Items from a dataset
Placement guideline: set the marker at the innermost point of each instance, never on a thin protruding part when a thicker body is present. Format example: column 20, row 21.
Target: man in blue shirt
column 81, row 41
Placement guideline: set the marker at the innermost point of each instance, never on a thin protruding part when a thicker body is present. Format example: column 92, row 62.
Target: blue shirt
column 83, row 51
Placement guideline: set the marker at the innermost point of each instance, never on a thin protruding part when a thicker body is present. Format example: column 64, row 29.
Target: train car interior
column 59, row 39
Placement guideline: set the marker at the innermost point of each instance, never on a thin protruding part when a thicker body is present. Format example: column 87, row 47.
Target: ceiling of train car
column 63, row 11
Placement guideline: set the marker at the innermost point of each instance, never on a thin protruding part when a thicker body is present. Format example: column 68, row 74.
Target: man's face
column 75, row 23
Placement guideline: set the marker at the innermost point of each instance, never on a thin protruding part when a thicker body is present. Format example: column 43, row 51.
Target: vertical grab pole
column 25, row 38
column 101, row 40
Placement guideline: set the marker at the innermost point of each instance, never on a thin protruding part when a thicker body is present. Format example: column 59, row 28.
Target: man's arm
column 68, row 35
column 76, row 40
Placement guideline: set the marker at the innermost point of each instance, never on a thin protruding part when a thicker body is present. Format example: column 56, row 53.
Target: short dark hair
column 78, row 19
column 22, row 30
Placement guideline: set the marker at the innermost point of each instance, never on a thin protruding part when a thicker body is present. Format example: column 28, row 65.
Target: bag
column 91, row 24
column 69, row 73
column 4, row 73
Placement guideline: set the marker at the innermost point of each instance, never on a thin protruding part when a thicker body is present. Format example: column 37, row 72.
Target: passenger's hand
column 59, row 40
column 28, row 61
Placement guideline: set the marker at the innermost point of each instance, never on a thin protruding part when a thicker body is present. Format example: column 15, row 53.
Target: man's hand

**Action item:** Starting at the line above that contains "28, row 65.", write out each line exactly until the line that contains "37, row 72." has been written, and stop there.

**Exercise solution:**
Placement guideline: set the marker at the innermost point of each instance, never on a thin protruding part when a thicker body is present. Format example: column 28, row 65.
Target: bag
column 91, row 24
column 69, row 73
column 4, row 73
Placement guideline: set the marker at the innermost point of each instance, never on a thin protruding part when a thicker body is present. Format example: column 37, row 72.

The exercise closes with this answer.